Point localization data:
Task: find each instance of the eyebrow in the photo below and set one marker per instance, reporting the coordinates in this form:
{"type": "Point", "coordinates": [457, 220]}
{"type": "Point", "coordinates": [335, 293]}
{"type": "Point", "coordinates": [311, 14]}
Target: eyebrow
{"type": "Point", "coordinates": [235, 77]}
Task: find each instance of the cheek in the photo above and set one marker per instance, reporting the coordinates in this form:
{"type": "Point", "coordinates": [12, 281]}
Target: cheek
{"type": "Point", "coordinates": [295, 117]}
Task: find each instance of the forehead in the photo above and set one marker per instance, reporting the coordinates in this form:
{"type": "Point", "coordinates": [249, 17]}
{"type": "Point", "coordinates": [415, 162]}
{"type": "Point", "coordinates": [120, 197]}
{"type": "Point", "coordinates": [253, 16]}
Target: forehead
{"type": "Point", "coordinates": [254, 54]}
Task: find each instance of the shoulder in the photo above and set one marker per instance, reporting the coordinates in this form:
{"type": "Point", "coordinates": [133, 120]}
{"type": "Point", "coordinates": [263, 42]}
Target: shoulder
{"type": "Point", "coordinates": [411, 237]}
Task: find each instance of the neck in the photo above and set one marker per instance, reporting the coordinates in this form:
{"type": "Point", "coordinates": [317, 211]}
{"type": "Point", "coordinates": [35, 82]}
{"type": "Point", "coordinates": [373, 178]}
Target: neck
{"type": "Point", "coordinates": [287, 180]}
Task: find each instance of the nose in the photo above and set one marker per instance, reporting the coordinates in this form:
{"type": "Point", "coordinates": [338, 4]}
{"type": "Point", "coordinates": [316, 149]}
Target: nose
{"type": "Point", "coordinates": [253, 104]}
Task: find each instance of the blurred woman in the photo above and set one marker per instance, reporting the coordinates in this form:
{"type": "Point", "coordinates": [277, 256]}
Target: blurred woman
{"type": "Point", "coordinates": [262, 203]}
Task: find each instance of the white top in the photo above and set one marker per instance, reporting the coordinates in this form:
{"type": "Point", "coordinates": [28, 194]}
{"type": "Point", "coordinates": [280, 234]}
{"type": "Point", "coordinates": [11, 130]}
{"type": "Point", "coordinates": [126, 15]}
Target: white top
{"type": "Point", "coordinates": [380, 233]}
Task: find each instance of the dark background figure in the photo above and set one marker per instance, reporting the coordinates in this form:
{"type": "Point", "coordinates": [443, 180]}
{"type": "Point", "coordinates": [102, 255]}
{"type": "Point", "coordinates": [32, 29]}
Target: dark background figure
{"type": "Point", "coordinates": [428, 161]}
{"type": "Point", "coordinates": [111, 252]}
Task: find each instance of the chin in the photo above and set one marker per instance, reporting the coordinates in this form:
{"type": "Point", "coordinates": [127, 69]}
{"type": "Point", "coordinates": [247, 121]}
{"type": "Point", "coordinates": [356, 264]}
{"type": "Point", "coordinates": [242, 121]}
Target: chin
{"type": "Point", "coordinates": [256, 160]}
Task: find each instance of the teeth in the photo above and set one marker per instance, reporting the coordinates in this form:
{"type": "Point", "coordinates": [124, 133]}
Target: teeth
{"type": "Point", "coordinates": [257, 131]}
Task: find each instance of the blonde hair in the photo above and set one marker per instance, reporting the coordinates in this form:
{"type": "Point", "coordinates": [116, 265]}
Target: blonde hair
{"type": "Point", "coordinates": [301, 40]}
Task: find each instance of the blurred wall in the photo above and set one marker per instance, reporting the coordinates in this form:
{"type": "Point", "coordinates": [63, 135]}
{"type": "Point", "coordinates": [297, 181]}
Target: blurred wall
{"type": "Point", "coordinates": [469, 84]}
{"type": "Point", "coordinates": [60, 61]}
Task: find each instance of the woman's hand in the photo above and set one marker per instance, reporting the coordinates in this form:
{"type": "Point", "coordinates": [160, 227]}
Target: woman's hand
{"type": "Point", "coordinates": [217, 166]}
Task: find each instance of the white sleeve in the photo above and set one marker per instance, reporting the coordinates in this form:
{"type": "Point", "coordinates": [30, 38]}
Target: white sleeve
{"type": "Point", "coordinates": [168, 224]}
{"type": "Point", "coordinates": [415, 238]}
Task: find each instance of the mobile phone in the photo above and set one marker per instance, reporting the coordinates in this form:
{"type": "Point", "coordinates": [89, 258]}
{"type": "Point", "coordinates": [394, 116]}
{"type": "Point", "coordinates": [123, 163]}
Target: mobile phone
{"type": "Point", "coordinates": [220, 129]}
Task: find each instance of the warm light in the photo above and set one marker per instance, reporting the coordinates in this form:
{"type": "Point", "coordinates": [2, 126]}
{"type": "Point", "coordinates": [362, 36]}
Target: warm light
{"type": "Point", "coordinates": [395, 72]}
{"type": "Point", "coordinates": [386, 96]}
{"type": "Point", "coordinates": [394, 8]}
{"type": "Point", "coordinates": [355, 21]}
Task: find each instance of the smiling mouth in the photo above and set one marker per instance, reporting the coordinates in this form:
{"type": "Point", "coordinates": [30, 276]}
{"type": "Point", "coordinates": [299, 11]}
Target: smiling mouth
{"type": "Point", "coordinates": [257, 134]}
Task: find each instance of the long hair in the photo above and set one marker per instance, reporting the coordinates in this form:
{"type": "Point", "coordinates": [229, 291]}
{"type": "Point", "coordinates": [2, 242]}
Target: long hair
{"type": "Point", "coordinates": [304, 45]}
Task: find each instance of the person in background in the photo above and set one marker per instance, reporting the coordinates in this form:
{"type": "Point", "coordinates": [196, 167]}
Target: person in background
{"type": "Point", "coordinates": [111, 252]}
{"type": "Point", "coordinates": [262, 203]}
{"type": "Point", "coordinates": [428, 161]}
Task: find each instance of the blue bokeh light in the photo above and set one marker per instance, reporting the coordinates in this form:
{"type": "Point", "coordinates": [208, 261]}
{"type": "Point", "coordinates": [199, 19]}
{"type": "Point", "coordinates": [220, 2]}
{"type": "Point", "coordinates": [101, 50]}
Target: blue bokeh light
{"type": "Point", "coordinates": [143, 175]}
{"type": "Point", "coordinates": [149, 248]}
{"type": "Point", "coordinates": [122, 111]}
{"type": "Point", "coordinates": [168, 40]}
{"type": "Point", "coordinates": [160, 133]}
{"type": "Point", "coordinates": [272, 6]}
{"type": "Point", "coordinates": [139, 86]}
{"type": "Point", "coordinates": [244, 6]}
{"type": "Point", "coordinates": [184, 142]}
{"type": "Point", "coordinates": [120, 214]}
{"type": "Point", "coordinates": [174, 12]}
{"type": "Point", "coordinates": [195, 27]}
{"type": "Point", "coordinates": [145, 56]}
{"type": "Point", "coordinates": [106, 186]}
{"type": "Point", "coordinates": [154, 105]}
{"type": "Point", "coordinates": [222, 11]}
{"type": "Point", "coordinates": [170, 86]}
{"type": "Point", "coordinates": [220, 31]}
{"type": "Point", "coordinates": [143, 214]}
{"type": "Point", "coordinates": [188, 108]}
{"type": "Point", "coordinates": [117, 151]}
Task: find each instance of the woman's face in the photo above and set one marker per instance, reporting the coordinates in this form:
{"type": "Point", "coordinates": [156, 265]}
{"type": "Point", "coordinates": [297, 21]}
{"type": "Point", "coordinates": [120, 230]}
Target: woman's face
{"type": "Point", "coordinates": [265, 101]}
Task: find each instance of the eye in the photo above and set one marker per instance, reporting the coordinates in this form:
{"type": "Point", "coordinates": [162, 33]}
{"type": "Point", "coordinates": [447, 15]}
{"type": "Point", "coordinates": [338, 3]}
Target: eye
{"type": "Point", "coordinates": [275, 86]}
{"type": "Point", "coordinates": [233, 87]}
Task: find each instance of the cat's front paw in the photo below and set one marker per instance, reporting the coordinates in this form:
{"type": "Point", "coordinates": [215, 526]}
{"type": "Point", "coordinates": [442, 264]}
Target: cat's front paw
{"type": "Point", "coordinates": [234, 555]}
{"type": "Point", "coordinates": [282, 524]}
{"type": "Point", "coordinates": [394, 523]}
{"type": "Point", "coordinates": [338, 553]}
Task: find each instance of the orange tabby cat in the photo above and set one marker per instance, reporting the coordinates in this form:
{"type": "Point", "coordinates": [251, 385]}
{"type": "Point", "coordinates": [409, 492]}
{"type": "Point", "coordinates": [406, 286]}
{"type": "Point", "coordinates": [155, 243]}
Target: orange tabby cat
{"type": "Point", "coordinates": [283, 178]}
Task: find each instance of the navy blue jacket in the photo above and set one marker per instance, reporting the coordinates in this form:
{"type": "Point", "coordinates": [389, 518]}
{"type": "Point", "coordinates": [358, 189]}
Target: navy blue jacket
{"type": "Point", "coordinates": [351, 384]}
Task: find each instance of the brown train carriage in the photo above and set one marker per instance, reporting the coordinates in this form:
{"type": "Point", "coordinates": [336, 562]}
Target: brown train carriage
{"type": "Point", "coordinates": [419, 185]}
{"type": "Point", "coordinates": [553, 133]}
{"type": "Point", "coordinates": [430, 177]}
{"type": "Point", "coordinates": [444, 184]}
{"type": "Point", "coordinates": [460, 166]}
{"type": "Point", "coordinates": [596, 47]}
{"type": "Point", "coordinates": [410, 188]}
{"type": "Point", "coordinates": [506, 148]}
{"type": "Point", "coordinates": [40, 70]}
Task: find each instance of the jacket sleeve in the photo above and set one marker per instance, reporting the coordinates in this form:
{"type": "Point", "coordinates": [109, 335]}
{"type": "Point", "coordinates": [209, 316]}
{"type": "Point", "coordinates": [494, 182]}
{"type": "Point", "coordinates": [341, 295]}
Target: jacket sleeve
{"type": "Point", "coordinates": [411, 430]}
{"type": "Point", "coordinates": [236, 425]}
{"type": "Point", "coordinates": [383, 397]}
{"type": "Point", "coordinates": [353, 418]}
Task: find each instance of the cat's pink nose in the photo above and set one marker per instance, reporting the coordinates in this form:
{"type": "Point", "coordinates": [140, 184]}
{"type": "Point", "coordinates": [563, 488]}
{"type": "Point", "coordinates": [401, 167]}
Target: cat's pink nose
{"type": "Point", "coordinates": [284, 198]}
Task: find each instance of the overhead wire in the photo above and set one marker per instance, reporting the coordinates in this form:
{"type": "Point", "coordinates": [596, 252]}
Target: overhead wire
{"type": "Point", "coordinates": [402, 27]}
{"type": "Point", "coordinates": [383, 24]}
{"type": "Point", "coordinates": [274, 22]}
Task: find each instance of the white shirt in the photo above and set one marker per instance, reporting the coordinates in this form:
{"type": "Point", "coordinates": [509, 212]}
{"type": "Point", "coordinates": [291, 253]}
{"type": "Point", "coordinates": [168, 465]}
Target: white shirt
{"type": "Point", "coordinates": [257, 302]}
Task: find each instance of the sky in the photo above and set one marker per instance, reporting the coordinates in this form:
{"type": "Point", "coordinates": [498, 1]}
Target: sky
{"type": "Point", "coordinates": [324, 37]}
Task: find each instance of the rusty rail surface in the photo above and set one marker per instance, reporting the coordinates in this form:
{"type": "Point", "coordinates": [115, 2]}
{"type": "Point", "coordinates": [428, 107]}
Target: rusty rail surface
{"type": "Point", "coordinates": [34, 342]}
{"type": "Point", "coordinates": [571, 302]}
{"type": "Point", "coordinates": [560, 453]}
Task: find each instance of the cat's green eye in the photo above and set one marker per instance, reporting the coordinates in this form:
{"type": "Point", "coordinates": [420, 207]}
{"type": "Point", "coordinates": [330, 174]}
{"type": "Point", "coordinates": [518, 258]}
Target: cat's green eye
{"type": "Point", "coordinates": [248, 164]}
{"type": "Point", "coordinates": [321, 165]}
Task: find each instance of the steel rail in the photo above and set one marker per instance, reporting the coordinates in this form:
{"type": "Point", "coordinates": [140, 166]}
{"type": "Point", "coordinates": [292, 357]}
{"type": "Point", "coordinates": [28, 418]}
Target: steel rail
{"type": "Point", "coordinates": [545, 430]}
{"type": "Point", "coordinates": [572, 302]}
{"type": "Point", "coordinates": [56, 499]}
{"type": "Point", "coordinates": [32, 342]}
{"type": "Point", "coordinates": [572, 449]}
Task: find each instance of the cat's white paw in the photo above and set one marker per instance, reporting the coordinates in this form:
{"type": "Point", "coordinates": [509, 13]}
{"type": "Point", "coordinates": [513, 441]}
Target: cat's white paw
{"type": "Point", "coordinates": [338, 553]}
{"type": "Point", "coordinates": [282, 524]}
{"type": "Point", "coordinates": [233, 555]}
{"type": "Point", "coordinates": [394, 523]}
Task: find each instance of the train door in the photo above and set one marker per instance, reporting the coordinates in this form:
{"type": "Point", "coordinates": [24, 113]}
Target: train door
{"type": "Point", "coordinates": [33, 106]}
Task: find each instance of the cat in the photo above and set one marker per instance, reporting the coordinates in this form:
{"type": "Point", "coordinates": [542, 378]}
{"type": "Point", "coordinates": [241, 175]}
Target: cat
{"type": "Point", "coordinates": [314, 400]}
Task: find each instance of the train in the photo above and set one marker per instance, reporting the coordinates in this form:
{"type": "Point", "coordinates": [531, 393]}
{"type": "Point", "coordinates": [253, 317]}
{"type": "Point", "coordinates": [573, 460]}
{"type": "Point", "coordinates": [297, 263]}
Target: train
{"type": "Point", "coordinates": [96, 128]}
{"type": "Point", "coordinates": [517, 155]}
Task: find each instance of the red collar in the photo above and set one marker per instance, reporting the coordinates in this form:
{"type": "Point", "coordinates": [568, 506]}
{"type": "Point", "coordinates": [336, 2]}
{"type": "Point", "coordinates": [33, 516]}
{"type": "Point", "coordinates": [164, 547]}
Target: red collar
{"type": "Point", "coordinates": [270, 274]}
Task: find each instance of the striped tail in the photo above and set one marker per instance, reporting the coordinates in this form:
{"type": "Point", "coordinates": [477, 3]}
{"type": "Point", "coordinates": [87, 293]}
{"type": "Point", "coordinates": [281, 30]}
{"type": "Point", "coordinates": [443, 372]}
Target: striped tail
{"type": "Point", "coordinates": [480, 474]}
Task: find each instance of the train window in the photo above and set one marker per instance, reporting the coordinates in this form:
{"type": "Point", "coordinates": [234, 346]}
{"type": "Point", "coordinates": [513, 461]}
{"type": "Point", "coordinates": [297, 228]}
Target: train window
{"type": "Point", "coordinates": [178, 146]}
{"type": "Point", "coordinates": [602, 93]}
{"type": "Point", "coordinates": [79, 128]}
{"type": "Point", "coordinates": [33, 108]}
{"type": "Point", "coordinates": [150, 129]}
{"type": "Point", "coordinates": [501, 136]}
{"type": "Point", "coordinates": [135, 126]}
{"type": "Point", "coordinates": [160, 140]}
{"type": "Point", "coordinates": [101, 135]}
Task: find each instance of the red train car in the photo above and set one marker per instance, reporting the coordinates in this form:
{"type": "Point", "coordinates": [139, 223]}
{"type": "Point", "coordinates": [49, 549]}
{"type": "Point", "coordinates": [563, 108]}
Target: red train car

#### [What you will do]
Only lines that include "below" belong in the answer; return them from the entries above.

#### [Task response]
Task: find each instance of the eyebrow in the photo below and set one marker per instance, reporting the coordinates in this form:
Task: find each instance of the cat's front paw in the photo below and set one marker per instance, reporting the coordinates in this form:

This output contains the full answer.